[Extracted data entries]
____________________

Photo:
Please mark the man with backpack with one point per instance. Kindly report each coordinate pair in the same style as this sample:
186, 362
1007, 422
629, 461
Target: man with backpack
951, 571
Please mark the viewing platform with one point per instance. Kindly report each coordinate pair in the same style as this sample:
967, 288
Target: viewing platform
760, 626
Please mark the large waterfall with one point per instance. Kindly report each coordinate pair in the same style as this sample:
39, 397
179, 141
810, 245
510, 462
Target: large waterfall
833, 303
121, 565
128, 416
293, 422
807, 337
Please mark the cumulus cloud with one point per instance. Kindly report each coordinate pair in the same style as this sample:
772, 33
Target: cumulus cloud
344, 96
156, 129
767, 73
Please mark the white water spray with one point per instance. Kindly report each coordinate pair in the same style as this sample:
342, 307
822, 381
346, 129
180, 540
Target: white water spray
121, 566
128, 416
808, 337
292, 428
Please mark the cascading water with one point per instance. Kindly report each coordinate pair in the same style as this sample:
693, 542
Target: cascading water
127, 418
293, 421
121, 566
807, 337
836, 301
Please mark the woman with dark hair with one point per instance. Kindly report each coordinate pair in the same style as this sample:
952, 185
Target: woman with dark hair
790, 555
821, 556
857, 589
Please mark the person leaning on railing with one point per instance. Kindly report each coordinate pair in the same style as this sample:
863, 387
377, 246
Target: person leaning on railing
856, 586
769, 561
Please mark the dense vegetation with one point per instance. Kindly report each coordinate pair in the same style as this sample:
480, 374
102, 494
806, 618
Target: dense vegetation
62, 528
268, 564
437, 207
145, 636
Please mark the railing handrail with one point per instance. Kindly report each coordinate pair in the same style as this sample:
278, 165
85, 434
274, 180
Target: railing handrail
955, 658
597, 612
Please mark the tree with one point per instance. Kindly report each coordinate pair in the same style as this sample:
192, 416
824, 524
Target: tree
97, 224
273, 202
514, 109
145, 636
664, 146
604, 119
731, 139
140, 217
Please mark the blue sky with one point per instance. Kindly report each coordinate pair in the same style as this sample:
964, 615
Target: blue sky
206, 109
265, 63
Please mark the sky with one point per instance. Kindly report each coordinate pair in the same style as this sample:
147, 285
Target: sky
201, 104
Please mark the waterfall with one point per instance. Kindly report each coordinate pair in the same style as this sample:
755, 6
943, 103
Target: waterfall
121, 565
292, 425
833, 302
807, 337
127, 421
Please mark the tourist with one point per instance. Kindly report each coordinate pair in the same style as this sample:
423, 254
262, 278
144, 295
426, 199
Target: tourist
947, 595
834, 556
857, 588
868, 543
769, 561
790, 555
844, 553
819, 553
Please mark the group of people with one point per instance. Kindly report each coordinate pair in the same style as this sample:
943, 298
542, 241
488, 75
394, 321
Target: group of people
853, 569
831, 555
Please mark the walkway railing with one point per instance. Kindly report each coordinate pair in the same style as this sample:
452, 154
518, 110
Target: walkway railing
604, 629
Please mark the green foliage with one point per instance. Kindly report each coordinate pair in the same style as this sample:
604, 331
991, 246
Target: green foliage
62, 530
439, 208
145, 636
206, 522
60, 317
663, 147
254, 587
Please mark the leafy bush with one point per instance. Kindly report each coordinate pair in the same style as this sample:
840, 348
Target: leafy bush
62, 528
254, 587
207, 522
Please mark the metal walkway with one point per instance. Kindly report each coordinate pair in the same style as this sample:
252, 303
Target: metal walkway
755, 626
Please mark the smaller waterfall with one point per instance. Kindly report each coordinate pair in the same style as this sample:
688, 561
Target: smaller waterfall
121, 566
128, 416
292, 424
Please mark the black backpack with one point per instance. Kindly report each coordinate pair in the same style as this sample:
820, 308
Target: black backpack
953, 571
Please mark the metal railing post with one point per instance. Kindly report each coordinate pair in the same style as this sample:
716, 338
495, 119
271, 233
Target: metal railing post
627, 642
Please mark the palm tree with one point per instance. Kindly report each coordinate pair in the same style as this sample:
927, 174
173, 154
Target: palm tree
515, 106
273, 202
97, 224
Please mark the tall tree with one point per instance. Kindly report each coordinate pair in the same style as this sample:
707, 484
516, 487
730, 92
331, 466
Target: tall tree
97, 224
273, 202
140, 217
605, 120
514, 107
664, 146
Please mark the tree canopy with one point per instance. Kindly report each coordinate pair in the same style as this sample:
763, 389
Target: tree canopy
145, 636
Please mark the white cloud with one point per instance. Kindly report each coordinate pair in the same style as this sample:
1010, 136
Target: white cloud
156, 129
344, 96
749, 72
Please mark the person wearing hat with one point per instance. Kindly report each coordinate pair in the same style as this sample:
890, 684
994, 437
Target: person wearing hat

____________________

_Work required_. For the word "wearing", count the lines of the records that contain it and give only the number.

_Answer space_. 2